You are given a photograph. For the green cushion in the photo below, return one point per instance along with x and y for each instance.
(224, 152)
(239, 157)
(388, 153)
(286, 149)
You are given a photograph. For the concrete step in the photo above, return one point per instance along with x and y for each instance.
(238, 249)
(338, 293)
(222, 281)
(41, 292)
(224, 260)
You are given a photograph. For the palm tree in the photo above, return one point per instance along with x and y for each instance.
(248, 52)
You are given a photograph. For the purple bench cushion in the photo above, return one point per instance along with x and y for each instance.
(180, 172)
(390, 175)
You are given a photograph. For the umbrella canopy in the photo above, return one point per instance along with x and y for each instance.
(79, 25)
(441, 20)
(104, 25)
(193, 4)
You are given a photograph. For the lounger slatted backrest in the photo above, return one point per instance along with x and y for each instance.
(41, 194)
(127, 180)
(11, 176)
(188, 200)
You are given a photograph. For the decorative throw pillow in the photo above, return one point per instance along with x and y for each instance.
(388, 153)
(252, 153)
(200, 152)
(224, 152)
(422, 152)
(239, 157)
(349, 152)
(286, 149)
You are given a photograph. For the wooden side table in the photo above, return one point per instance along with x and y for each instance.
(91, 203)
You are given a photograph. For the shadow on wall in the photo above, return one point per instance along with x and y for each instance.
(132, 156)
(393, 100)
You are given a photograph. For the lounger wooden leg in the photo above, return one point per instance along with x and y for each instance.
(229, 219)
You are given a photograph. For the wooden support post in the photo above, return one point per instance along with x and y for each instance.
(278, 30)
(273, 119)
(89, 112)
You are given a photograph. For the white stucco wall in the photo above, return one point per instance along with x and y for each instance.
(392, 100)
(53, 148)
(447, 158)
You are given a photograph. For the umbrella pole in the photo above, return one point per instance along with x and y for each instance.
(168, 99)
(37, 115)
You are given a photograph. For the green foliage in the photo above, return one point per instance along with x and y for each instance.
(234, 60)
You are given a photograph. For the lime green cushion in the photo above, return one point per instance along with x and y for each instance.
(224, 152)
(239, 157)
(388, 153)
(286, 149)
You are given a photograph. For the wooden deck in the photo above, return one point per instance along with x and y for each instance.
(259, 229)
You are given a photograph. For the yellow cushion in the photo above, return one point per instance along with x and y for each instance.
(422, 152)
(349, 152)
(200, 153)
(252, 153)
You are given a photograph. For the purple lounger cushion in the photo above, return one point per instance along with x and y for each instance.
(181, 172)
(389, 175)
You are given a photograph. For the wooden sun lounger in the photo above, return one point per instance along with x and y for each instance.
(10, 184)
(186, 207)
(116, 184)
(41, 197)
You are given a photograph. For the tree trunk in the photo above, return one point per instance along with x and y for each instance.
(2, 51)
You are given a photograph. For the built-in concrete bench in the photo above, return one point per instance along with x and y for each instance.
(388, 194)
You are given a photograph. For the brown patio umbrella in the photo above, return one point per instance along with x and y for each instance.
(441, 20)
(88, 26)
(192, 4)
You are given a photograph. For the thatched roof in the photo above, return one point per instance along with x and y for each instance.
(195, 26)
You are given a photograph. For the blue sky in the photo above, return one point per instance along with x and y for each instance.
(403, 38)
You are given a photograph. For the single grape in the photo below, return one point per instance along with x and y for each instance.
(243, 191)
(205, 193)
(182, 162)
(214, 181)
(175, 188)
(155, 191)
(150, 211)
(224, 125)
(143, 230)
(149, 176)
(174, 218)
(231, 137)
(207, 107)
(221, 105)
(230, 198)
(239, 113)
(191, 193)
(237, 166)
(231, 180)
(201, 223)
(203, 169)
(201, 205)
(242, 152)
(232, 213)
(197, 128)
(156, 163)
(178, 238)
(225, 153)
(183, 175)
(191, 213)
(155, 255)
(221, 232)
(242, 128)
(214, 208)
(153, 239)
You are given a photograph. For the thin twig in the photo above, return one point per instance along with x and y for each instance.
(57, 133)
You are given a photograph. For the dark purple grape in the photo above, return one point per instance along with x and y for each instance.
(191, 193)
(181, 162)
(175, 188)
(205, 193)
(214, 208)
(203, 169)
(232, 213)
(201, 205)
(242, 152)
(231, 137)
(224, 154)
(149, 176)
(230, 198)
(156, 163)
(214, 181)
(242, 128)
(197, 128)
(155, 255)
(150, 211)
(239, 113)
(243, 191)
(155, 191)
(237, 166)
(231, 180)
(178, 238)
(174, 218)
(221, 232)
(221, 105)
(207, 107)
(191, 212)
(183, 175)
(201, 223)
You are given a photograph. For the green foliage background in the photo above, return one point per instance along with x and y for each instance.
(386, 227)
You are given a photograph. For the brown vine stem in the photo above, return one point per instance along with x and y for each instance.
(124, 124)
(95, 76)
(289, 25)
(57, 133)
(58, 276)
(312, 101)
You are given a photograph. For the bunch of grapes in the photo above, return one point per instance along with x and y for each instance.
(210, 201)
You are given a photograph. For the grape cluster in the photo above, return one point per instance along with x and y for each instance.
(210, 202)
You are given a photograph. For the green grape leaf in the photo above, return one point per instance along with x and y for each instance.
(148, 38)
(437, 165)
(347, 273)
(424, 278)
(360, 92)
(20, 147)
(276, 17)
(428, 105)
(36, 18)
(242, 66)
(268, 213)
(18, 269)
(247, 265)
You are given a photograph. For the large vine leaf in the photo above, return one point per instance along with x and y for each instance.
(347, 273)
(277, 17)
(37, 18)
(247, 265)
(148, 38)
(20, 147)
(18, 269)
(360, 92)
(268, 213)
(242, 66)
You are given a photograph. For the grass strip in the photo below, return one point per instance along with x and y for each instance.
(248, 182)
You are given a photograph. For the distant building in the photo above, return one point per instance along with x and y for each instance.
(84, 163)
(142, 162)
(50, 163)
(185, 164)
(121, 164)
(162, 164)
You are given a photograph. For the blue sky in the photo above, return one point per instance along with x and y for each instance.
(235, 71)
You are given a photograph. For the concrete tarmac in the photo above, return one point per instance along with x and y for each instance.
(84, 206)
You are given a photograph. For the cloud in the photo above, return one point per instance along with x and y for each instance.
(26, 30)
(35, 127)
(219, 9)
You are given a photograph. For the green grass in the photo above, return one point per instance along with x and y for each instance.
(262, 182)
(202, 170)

====

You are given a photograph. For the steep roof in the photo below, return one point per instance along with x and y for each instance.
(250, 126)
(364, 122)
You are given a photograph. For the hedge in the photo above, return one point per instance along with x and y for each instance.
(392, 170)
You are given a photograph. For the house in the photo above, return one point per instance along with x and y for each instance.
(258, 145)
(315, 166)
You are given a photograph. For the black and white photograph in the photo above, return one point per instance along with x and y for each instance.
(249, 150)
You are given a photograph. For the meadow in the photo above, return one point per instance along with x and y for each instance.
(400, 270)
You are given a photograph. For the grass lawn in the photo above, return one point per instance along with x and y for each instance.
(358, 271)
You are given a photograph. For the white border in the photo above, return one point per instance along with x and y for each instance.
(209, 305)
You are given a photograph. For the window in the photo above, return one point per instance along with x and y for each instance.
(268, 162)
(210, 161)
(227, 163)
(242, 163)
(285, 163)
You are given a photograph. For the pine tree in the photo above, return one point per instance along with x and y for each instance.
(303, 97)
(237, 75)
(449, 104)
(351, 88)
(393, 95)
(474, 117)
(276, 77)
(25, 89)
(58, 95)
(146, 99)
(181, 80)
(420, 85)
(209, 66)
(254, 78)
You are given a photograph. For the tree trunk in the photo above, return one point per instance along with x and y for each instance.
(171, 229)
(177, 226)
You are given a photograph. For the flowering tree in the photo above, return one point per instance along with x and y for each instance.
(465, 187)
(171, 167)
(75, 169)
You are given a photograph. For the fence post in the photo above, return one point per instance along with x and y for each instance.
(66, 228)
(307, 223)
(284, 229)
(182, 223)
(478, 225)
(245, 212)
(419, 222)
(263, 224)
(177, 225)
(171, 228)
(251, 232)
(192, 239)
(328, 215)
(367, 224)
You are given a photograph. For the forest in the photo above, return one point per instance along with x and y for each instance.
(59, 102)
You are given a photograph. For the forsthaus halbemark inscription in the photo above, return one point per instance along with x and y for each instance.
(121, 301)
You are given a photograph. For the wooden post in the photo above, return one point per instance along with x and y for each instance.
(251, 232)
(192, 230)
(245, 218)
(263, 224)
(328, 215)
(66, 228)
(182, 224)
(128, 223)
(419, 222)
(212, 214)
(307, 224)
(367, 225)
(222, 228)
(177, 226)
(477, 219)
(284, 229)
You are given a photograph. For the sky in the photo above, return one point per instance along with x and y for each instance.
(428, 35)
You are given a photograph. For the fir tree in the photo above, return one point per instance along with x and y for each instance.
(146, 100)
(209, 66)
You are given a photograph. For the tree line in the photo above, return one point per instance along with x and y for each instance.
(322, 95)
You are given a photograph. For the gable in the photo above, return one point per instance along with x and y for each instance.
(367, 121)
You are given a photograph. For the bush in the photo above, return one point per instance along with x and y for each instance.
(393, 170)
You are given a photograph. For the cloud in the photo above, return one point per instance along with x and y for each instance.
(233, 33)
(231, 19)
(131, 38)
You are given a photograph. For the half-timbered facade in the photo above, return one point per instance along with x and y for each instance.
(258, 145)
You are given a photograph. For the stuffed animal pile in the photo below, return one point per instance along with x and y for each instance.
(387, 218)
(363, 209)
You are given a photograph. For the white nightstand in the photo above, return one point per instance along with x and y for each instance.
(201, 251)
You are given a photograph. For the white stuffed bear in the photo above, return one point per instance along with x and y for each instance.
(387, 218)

====

### EXERCISE TASK
State how many lines of the records contain the word "foliage", giving only the number. Case counts.

### RESPONSE
2